- **Given request**
Reproduce the lines below, swapping every "bounding box" for "enclosing rectangle" and leaving everything else untouched.

++++

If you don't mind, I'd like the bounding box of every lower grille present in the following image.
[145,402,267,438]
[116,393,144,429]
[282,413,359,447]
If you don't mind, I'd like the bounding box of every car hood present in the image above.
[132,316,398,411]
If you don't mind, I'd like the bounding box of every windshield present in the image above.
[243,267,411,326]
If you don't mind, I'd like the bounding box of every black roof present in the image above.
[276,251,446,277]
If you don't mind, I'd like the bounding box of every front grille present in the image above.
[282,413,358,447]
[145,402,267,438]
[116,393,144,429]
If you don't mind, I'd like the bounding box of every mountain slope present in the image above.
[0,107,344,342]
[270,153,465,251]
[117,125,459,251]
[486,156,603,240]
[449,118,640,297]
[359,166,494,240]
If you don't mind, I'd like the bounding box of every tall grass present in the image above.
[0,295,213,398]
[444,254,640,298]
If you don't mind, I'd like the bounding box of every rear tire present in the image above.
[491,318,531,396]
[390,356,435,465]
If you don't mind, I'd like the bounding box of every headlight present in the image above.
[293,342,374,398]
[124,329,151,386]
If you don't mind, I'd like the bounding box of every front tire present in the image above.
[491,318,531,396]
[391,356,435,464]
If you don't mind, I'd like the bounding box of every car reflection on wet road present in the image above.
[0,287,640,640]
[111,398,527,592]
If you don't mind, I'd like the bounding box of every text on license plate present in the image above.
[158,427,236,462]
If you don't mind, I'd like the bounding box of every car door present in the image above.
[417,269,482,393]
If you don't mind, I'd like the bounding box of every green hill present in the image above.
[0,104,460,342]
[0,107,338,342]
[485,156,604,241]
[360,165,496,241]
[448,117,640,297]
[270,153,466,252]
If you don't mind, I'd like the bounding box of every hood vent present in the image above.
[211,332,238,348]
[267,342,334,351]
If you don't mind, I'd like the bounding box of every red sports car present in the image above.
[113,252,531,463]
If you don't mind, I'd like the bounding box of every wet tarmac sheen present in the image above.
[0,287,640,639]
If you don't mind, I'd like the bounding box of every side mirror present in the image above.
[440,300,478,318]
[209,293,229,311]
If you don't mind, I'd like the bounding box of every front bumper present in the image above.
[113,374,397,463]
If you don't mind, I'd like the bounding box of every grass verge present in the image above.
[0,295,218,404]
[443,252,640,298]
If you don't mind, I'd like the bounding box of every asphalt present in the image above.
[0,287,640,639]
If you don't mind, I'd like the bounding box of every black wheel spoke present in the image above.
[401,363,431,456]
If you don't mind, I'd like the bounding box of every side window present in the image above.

++++

- **The response**
If you don't mind, I'd like the enclosing rectangle of every lower grille present in the following image.
[145,402,267,438]
[116,393,144,429]
[282,413,359,447]
If you don't mind, I'd like the enclosing rectangle of every car hood present in the image above.
[132,316,398,411]
If you don't mind, I'd like the enclosing rectangle of every windshield present in the image above.
[243,267,411,326]
If you don't mind, I'd like the enclosing rectangle of every black roof present in the image above.
[276,251,446,277]
If you don't mind, I'd like the enclosing rectangle of every front grille present in the image above.
[282,413,358,447]
[145,402,267,438]
[116,393,144,429]
If you don't mind, I'd like the enclosing rectangle of every mountain slope present in the image above.
[0,107,344,342]
[270,153,465,251]
[117,125,459,251]
[486,156,603,240]
[449,118,640,297]
[359,166,494,240]
If you don't mind, I'd like the enclosing rectangle of every tall grass present in the image above.
[0,295,213,398]
[444,254,640,298]
If you don't mind, I'd like the enclosing rectangle of every rear tire present in the image above.
[491,318,531,396]
[390,356,435,465]
If you don't mind, I'd like the enclosing rectangle of every headlight present in the image above.
[293,342,374,398]
[124,329,151,386]
If you don't mind, I'd like the enclosing rectangle of every front tire present in the image above.
[491,318,531,396]
[391,356,435,464]
If you don't mind, I'd like the enclosing rectangle of every car reflection on wet road present in the image above.
[0,287,640,640]
[111,398,527,592]
If you don't mind, I'd like the enclosing rectangle of every text on license plate present in the image above.
[158,427,236,462]
If you don't mind, I'd like the enclosing rectangle of every car door present in the image above.
[417,269,482,393]
If you don't mind, I'd like the enclosing rectangle of every green hill present in the image above.
[0,104,460,342]
[0,107,338,342]
[485,156,604,241]
[360,165,496,241]
[448,117,640,297]
[270,153,466,252]
If you don't mind, I'd like the enclosing rectangle of every hood vent present in the image above.
[211,332,238,348]
[267,342,334,351]
If you don't mind, I'd like the enclosing rectangle of every red sports car present in the image above.
[113,252,531,463]
If you don't mind, I'd like the enclosing rectangle of every wet tarmac sheen present in the image above.
[0,287,640,639]
If you don't mind, I'd like the enclosing rectangle of every side mirror present in the image above.
[440,300,478,318]
[209,293,229,311]
If you don't mind, I'd like the enclosing rectangle of every front bumper present in the image above.
[113,374,397,463]
If you don't mind, I'd like the enclosing rectangle of every grass verge present in the image above.
[0,295,218,404]
[443,252,640,298]
If you don't mind, I'd like the enclosing rectangle of every asphalt present in the image above.
[0,287,640,639]
If you don't mind, I'd like the enclosing rectangle of every black wheel spoke present in the image above.
[401,363,431,456]
If you don't mind, I'd like the enclosing rectangle of every side window present in the image above.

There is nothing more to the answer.